*REQUEST:* Leave out every picture, then transcribe the rest of the listing exactly.

— Start MATERIAL SUPPLIED —

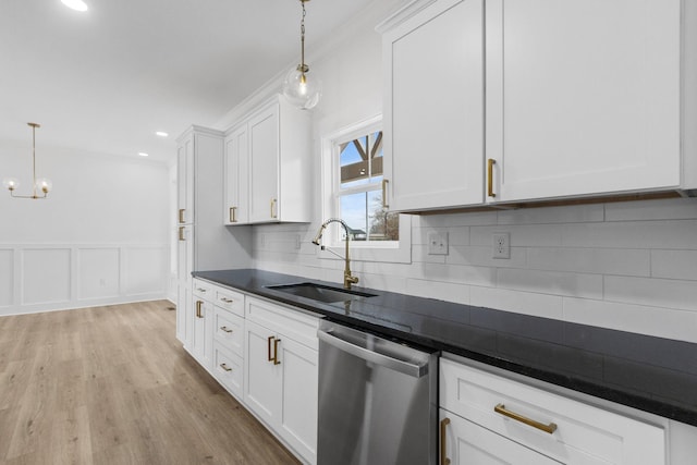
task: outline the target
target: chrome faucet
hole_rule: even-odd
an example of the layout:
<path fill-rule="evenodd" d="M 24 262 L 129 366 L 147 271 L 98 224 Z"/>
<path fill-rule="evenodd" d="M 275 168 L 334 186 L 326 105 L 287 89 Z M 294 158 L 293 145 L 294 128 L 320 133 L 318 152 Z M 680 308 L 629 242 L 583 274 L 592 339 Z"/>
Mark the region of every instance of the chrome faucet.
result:
<path fill-rule="evenodd" d="M 330 218 L 327 221 L 325 221 L 322 223 L 321 227 L 319 227 L 319 231 L 317 231 L 317 235 L 315 236 L 315 238 L 313 240 L 313 244 L 315 245 L 320 245 L 319 244 L 319 240 L 322 237 L 322 233 L 325 232 L 325 230 L 327 229 L 327 225 L 329 223 L 340 223 L 342 227 L 344 227 L 344 231 L 346 231 L 346 254 L 343 257 L 344 258 L 344 289 L 351 289 L 351 284 L 357 284 L 358 283 L 358 277 L 354 277 L 351 274 L 351 260 L 348 259 L 348 238 L 351 237 L 351 233 L 348 232 L 348 225 L 346 224 L 346 222 L 340 218 Z M 322 250 L 325 249 L 325 246 L 322 245 Z"/>

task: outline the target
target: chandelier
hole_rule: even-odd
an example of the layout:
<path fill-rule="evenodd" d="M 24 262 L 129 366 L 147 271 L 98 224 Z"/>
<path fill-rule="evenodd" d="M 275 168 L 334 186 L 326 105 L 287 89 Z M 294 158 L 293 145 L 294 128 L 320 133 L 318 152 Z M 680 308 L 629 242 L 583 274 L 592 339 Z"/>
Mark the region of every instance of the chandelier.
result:
<path fill-rule="evenodd" d="M 2 185 L 10 191 L 10 195 L 14 198 L 46 198 L 53 184 L 46 178 L 36 179 L 36 129 L 41 126 L 37 123 L 27 124 L 32 126 L 32 173 L 34 176 L 34 192 L 32 195 L 16 195 L 14 191 L 20 186 L 20 181 L 15 178 L 7 178 L 2 180 Z M 38 195 L 39 192 L 44 195 Z"/>

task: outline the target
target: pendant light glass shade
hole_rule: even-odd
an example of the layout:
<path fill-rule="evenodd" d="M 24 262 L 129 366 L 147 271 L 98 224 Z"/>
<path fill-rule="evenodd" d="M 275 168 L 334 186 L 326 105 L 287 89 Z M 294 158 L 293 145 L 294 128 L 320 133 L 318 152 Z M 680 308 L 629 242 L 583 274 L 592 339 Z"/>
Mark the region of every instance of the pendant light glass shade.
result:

— End MATERIAL SUPPLIED —

*CORRECT OUTPUT:*
task: outline the target
target: chrome faucet
hole_rule: even-odd
an example of the layout:
<path fill-rule="evenodd" d="M 24 262 L 129 366 L 147 271 L 98 224 Z"/>
<path fill-rule="evenodd" d="M 275 168 L 334 186 L 326 105 L 287 89 Z M 294 158 L 293 145 L 294 128 L 320 133 L 318 152 Z M 680 308 L 629 242 L 583 274 L 592 339 Z"/>
Mark the region of every instance of the chrome faucet.
result:
<path fill-rule="evenodd" d="M 330 218 L 327 221 L 325 221 L 322 223 L 321 227 L 319 227 L 319 231 L 317 231 L 317 235 L 315 236 L 315 238 L 313 240 L 313 244 L 315 245 L 320 245 L 319 244 L 319 240 L 322 237 L 322 233 L 325 232 L 325 230 L 327 229 L 327 225 L 329 223 L 340 223 L 342 227 L 344 227 L 344 231 L 346 231 L 346 254 L 343 257 L 344 258 L 344 289 L 351 289 L 351 284 L 357 284 L 358 283 L 358 277 L 354 277 L 351 274 L 351 260 L 348 259 L 348 238 L 351 237 L 351 233 L 348 232 L 348 225 L 346 224 L 346 222 L 340 218 Z M 322 250 L 325 249 L 325 246 L 322 245 Z"/>

task: outline the target
target: chandelier
hole_rule: even-odd
an example of the layout:
<path fill-rule="evenodd" d="M 24 262 L 129 366 L 147 271 L 98 224 Z"/>
<path fill-rule="evenodd" d="M 275 168 L 334 186 L 326 105 L 287 89 Z M 294 158 L 293 145 L 294 128 L 320 133 L 318 152 Z M 680 308 L 629 242 L 583 274 L 592 339 Z"/>
Mark the region of every instance of the chandelier.
result:
<path fill-rule="evenodd" d="M 2 185 L 10 191 L 10 195 L 14 198 L 46 198 L 53 184 L 46 178 L 36 179 L 36 129 L 41 126 L 37 123 L 27 124 L 32 126 L 32 173 L 34 176 L 34 192 L 32 195 L 16 195 L 14 191 L 20 186 L 20 181 L 15 178 L 7 178 L 2 180 Z M 38 195 L 39 192 L 44 195 Z"/>

task: outline the target
target: pendant light glass shade
hole_rule: even-odd
an example of the layout:
<path fill-rule="evenodd" d="M 24 262 L 129 366 L 147 271 L 98 224 Z"/>
<path fill-rule="evenodd" d="M 275 168 L 334 186 L 326 105 L 287 89 Z M 294 158 L 293 145 L 294 128 L 320 133 L 318 152 Z M 680 308 L 629 242 L 583 274 L 592 339 Z"/>
Mark the region of every instance of the pendant light glass shade.
result:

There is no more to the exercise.